Task requirements :: Whatever the records say, set them down exactly.

Extracted records ::
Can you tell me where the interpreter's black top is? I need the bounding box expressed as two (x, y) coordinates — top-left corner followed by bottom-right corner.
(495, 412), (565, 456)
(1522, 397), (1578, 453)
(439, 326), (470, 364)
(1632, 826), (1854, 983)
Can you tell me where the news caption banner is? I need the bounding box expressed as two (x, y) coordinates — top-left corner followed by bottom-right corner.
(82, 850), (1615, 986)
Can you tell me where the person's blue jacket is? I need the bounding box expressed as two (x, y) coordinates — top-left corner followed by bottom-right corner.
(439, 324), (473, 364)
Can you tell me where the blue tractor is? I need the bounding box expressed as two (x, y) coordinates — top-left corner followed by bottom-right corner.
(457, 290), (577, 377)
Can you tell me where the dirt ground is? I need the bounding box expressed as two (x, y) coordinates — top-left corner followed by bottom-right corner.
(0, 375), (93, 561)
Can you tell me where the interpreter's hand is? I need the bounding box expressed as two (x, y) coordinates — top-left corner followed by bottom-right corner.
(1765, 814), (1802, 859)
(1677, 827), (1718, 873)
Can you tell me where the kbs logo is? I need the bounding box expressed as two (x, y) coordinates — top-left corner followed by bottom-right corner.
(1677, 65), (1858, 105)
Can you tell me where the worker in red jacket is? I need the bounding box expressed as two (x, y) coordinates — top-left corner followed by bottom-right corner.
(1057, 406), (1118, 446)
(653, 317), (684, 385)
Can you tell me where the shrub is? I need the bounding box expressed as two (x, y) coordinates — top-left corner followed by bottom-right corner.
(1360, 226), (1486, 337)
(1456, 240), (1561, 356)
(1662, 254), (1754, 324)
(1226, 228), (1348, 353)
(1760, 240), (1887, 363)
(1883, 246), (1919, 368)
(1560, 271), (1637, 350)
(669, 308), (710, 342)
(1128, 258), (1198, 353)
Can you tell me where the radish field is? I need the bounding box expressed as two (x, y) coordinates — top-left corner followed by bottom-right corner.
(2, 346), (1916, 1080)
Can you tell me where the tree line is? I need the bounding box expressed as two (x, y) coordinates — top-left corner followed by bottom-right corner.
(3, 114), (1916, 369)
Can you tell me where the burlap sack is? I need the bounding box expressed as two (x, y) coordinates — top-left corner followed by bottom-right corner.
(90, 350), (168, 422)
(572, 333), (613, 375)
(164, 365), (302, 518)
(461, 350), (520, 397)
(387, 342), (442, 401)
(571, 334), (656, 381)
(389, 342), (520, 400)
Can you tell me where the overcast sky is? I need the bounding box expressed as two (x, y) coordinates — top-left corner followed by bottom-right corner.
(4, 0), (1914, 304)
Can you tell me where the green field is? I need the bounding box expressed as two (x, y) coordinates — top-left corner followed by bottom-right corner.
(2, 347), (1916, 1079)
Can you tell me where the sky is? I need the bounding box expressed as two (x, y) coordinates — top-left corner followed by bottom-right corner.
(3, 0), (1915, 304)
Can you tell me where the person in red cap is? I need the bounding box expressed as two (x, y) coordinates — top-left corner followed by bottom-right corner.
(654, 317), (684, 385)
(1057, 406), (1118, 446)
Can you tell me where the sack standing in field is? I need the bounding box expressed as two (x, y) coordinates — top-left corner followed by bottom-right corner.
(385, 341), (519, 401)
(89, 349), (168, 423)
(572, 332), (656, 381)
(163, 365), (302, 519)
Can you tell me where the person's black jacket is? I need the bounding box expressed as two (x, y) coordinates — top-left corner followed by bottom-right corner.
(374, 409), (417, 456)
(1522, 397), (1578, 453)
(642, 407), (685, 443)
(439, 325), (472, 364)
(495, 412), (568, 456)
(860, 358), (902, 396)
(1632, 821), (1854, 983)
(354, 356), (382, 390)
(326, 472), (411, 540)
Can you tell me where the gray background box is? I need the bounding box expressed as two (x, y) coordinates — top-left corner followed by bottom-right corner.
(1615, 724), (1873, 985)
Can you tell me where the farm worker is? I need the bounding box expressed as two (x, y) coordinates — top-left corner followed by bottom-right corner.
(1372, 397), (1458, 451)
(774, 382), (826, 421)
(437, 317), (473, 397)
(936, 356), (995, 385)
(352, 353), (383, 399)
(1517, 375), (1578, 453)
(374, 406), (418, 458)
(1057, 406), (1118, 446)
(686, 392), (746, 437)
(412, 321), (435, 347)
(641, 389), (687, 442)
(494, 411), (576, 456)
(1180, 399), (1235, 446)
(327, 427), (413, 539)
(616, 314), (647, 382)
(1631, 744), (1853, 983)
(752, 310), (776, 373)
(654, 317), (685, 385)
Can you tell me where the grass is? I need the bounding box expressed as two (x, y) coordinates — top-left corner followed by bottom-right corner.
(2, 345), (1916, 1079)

Your response ::
Can you tell me where the interpreter's black top is? I need the bounding box expressed as two (x, y) coordinates — top-left corner followed by bottom-right corner.
(495, 412), (565, 456)
(1522, 397), (1578, 453)
(439, 326), (470, 364)
(1632, 826), (1854, 983)
Can you tell me where the news caption banner is? I need the bounding box expressed as two (x, y) coordinates — top-left corner followed by bottom-right corner.
(82, 850), (1615, 986)
Can you tell me where the person's blue jacket is? I need the bounding box expressed as two (x, y) coordinates — top-left corner followed by bottom-right corner.
(439, 324), (473, 364)
Can you tell me where the blue tractor is? I need the bounding box expressed as two (x, y) coordinates — top-left corner followed by bottom-right corner.
(457, 290), (577, 377)
Can you tell me where the dirt ground is? I need the bounding box expressed as two (x, y) coordinates — top-left corner followed by bottom-right corner.
(0, 375), (93, 561)
Can you tell me where the interpreter's hand is? I need the bounding box expressed as two (x, y) coordinates — top-left corner followed by bottom-right corner.
(1765, 814), (1802, 859)
(1677, 827), (1718, 873)
Can you tell me where the kbs logo is? I need the bounding box expressed as two (x, y) coordinates — top-left corner followed by bottom-right corner.
(1677, 65), (1858, 105)
Can you tell me where the worker in red jacket is? I need the bounding box expressed as two (x, y) coordinates — top-left corner followed by bottom-right corner.
(1057, 406), (1118, 446)
(653, 317), (684, 385)
Can you tell me where the shrub is? I need the bounding box expressed as two (x, y) coordinates — top-left corner followed by bottom-right corner.
(1360, 226), (1486, 337)
(1456, 240), (1561, 356)
(1662, 254), (1754, 324)
(1226, 228), (1348, 353)
(1760, 240), (1887, 363)
(1883, 246), (1919, 368)
(1560, 271), (1637, 350)
(669, 308), (710, 342)
(1128, 258), (1198, 353)
Can you tell me where the radish field is? I need the bounding box expressed as two (x, y) coordinates — top-left corner followed by bottom-right corner.
(2, 346), (1916, 1080)
Can you tell me where the tree line is? I need the bounding box expressed as two (x, y) coordinates — top-left corner followed by bottom-right corner.
(3, 114), (1916, 369)
Can you tell me where the burlap sack is? I need the bounding box expressed as two (x, y) coordinates — top-left corner followed by bottom-right corner.
(90, 350), (168, 422)
(572, 333), (613, 375)
(164, 365), (302, 518)
(461, 350), (520, 397)
(387, 342), (442, 401)
(571, 334), (656, 381)
(389, 342), (520, 400)
Can you tell me where the overcast sky is? I need the bounding box expressed as two (x, y) coordinates — top-left corner followed by bottom-right corner.
(4, 0), (1914, 304)
Can you tell me where the green field is? I need the bounding box expressed as two (x, y) coordinates — top-left corner followed by bottom-right corner.
(2, 347), (1916, 1079)
Can you tell me where the sky is? I need the bounding box expressed as two (x, y) coordinates — top-left corner followed by bottom-right corner.
(3, 0), (1915, 304)
Can you tell me where the person in red cap is? I need the bounding box expressed as two (x, y) coordinates — top-left corner followed by bottom-right corner.
(654, 317), (684, 385)
(1057, 406), (1118, 446)
Can you tell me where the sack standing in field is? I need the bounding box expressed as two (x, y) coordinates — top-left corner followed by bottom-right corner.
(385, 341), (519, 401)
(89, 349), (168, 423)
(572, 332), (656, 381)
(163, 365), (302, 519)
Can you tell me where the person's black jacket is? I need the bounding box expressed as two (x, y) coordinates — top-left corner followed by bottom-right corner.
(374, 409), (417, 456)
(1522, 397), (1578, 453)
(642, 407), (685, 443)
(439, 325), (472, 364)
(495, 412), (568, 456)
(860, 358), (902, 396)
(1632, 821), (1854, 983)
(354, 356), (382, 390)
(326, 472), (411, 540)
Can you tell me where the gray background box is? I need the bounding box expressed as two (x, y) coordinates — top-left corner followed by bottom-right corner.
(1615, 724), (1873, 985)
Can you tell me where the farm worker is? I need the bounding box expressed as two (x, y) coordinates — top-left corner followed by bottom-right corner.
(1372, 397), (1458, 451)
(774, 382), (826, 421)
(437, 317), (473, 397)
(936, 356), (995, 385)
(352, 353), (383, 399)
(1517, 375), (1578, 453)
(374, 406), (418, 458)
(1057, 406), (1118, 446)
(686, 392), (746, 437)
(412, 321), (435, 347)
(641, 389), (687, 442)
(494, 411), (576, 456)
(1180, 399), (1235, 446)
(327, 427), (413, 539)
(616, 314), (647, 382)
(1631, 744), (1853, 983)
(752, 310), (776, 373)
(654, 317), (685, 385)
Can you tell me where the grass is? I need the bounding box expressed as two (x, y) coordinates — top-left corner followed by bottom-right corner.
(2, 345), (1916, 1079)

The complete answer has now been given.